DOCUMENT EXTRACT.
· · · · ·

Piston position at the start of simulation. This value must be between zero and the piston stroke if the Mechanical orientation parameter is set to Pressure at A causes positive displacement of R relative to C. It must be between zero and minus the piston stroke if the Mechanical orientation parameter is set to Pressure at A causes negative displacement of R relative to C. The default value is 0 m. To enable this parameter, set Piston displacement from chamber A cap to Calculate from velocity of port R relative to port C.

Initial liquid temperature at A

Temperature in actuator chamber A at the start of simulation. The default value is 293.15 K.

Initial liquid temperature at B

Temperature in actuator chamber B at the start of simulation. The default value is 293.15 K.

· · · · ·

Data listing
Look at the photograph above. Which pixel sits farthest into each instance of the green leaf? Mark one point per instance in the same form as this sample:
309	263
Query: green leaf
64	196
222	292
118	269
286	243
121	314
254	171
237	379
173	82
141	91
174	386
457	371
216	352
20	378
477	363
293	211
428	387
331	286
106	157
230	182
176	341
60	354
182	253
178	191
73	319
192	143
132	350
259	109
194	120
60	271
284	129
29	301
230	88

· · · · ·

REQUIRED ACTIONS.
1. In the actuator parameter text, which setting of Piston displacement from chamber A cap enables the piston position parameter?
2. Continue the actuator parameter text from where it stops.
The rows are separate material, unrelated to the actuator parameter text.

ANSWERS FOR THE TASKS.
1. Calculate from velocity of port R relative to port C.

2.
Fluid dynamic compressibility

Option to model effects due to fluid dynamic compressibility. Select On to enable fluid dynamic compressibility and Off to disable it.

Initial liquid pressure in chamber A

Pressure in actuator chamber A at the start of simulation. The default value is 0.101325 MPa.

Initial liquid pressure in chamber B

Pressure in actuator chamber B at the start of simulation. The default value is 0.101325 MPa.

Extended Capabilities

C/C++ Code Generation
Generate C and C++ code using Simulink® Coder™.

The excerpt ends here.